Material for this exercise
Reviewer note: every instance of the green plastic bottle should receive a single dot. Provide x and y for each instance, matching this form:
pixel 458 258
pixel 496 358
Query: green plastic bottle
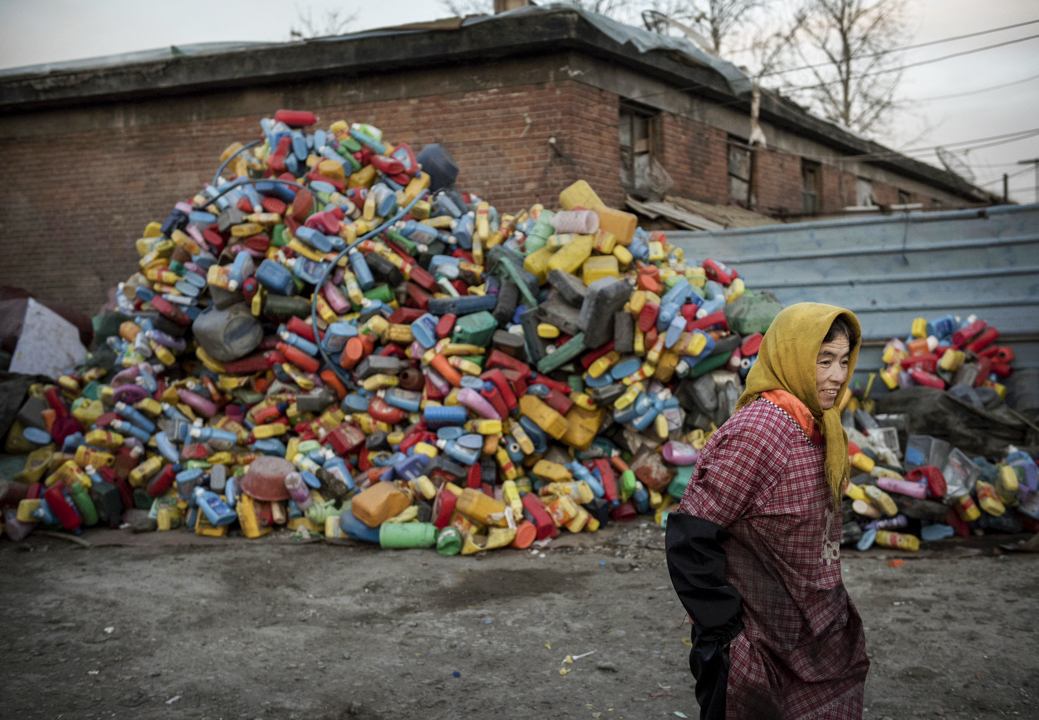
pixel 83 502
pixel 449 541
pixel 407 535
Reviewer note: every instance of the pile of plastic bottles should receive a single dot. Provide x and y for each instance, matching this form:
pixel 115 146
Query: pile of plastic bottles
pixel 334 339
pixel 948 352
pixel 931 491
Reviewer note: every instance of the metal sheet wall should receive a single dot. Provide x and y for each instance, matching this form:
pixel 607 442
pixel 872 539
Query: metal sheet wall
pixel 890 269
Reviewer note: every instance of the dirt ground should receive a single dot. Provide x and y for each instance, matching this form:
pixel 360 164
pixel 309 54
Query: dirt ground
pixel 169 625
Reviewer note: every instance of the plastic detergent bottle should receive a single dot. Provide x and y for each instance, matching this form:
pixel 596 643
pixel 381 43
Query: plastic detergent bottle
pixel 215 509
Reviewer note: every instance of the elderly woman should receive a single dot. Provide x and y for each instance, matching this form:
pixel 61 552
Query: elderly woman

Goal of the exercise
If a line in the records contains the string "elderly", copy it out.

Written solution
Reviewer note: every instance of the elderly woman should receive a single dot. Provide x and y for each instance, matching this form:
Query: elderly woman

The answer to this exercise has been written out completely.